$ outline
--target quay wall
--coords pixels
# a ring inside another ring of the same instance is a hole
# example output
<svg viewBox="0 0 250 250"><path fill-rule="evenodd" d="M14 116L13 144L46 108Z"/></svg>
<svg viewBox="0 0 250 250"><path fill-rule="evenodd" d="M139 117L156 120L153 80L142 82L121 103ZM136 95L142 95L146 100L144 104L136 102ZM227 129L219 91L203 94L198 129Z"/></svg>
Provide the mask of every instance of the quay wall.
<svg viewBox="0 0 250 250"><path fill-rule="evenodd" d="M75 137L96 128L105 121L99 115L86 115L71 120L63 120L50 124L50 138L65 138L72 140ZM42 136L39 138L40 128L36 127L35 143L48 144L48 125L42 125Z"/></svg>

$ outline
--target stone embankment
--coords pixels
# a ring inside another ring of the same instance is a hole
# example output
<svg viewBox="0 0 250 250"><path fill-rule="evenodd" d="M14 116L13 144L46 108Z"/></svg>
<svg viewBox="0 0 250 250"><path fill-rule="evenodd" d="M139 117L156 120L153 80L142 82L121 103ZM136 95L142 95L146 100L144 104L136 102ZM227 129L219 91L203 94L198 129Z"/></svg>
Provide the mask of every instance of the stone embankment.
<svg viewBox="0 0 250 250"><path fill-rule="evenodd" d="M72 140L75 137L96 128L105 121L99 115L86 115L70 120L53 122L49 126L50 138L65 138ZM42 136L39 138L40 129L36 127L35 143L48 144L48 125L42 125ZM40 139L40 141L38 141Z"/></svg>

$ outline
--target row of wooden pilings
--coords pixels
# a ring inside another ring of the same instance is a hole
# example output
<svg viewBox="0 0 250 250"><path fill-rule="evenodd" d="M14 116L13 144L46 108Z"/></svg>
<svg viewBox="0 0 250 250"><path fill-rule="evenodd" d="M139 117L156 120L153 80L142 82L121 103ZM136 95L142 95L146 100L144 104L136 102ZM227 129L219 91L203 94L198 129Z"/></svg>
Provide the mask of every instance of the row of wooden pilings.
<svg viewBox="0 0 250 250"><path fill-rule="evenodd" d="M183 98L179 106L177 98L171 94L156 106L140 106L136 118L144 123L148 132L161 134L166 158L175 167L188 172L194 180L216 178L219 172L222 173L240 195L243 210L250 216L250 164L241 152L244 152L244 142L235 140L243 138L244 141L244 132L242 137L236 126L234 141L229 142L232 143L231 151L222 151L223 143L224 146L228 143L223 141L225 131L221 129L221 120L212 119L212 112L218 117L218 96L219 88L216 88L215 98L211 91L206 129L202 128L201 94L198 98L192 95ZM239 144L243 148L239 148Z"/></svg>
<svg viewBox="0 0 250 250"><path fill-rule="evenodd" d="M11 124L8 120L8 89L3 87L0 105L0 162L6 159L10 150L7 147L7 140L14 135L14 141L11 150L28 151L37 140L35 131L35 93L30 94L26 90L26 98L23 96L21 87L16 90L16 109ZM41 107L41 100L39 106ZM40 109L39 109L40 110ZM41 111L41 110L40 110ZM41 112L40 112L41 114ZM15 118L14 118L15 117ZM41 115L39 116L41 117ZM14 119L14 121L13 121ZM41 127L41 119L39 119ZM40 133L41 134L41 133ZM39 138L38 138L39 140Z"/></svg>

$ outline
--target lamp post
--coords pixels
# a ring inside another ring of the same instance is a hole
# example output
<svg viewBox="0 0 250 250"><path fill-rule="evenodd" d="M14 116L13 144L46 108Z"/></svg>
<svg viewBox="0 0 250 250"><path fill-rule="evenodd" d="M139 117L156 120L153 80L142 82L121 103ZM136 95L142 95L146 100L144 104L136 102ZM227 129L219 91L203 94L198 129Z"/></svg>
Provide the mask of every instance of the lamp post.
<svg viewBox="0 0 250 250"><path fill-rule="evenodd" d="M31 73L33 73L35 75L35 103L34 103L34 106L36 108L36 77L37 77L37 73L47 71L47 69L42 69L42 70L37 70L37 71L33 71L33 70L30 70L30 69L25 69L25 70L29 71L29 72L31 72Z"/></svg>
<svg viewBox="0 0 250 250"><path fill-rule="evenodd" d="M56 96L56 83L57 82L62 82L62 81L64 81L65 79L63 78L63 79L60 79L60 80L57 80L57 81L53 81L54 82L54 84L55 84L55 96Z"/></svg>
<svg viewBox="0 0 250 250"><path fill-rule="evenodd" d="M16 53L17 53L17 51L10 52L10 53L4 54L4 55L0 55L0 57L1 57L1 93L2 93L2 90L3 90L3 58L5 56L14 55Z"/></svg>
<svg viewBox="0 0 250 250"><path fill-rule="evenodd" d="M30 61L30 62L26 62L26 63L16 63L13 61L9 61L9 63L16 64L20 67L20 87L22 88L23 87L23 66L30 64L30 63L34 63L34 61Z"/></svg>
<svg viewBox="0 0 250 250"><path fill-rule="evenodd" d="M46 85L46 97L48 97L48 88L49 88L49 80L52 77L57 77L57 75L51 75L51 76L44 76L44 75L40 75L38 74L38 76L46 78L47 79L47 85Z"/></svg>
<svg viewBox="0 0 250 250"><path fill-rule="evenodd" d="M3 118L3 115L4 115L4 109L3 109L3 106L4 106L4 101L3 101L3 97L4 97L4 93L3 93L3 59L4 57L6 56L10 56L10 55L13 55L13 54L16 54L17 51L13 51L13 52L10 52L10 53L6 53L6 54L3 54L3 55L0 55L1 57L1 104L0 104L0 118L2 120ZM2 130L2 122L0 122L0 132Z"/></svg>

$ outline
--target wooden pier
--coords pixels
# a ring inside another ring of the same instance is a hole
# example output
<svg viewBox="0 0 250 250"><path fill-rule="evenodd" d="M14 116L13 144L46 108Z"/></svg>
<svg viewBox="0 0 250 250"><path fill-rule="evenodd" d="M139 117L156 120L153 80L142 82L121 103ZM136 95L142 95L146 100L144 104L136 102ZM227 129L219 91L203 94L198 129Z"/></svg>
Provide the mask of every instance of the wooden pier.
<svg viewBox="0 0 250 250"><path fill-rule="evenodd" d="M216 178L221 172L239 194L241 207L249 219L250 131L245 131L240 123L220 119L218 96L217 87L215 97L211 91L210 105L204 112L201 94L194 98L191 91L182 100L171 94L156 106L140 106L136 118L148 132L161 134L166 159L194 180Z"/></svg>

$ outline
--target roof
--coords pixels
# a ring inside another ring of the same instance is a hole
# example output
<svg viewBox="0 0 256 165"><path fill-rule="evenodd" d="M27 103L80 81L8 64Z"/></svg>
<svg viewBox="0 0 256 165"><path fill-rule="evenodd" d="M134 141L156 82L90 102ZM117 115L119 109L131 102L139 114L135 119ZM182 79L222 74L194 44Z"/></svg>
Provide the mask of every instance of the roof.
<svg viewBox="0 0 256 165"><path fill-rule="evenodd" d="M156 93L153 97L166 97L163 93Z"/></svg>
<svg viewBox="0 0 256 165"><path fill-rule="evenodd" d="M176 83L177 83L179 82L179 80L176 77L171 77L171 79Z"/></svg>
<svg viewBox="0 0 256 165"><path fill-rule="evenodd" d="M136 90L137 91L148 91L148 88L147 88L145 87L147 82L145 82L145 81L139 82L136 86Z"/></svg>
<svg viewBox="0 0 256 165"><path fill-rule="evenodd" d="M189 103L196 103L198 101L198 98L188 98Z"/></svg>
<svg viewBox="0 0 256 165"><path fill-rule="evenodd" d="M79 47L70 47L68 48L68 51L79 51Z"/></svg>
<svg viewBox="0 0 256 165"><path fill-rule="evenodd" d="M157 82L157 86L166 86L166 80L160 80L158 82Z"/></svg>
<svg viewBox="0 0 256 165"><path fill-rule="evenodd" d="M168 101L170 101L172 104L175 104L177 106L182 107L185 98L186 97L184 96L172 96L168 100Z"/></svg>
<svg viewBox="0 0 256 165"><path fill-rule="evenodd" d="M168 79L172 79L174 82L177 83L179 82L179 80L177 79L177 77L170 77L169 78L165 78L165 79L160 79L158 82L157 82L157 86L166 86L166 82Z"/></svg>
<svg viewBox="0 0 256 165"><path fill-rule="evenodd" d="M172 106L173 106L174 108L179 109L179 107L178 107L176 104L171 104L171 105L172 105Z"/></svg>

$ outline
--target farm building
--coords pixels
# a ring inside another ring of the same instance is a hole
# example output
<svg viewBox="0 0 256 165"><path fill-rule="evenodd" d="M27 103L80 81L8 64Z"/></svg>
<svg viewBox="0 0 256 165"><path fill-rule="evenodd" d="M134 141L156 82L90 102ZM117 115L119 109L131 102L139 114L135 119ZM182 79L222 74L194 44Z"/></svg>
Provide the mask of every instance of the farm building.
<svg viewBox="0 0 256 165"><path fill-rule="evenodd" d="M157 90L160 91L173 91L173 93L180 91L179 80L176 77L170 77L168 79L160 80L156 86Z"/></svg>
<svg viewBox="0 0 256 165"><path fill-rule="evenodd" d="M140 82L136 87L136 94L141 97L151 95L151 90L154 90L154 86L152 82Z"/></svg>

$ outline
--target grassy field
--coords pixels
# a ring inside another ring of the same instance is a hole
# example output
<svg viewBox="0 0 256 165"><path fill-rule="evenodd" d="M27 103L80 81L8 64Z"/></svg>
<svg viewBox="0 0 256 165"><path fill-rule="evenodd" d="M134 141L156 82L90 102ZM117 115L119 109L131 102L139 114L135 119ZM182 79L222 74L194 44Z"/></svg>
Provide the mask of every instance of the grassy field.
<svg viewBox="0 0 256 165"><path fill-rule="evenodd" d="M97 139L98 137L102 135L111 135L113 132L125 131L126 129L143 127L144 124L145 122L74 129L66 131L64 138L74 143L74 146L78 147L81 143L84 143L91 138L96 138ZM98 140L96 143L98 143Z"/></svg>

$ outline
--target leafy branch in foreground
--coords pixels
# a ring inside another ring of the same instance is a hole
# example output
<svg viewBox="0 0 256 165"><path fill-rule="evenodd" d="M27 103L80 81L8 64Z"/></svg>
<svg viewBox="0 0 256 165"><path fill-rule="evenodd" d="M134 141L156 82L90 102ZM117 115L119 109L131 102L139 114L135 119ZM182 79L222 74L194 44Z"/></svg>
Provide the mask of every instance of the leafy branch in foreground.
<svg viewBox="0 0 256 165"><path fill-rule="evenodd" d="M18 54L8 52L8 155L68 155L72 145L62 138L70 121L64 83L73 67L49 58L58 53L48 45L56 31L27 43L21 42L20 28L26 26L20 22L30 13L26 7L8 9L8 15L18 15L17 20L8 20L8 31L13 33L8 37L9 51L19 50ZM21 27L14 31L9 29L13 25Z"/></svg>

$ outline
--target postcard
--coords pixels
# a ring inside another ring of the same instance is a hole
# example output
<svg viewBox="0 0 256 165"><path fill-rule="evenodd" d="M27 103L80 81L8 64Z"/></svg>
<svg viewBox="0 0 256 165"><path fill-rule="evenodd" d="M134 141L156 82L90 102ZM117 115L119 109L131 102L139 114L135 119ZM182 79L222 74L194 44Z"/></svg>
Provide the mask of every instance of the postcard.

* _WORK TO COMPLETE_
Update the records from the start up to and including the line with "121L99 115L86 115L71", replacing "quay wall" with "harbor wall" and keeping everything else the same. Give only those lines.

* _REPLY TO THE EXERCISE_
$ outline
--target harbor wall
--coords pixels
# a ring inside another ring of the same instance is a hole
# example output
<svg viewBox="0 0 250 250"><path fill-rule="evenodd" d="M14 116L13 144L46 108Z"/></svg>
<svg viewBox="0 0 250 250"><path fill-rule="evenodd" d="M139 117L156 120L153 80L142 82L121 103ZM136 95L142 95L146 100L144 104L136 102ZM227 129L219 91L203 94L198 129Z"/></svg>
Provide the mask of every instance of the harbor wall.
<svg viewBox="0 0 250 250"><path fill-rule="evenodd" d="M75 137L96 128L105 121L99 115L86 115L71 120L63 120L50 124L50 138L65 138L72 140ZM42 136L39 138L40 128L36 127L35 143L48 144L48 125L42 125Z"/></svg>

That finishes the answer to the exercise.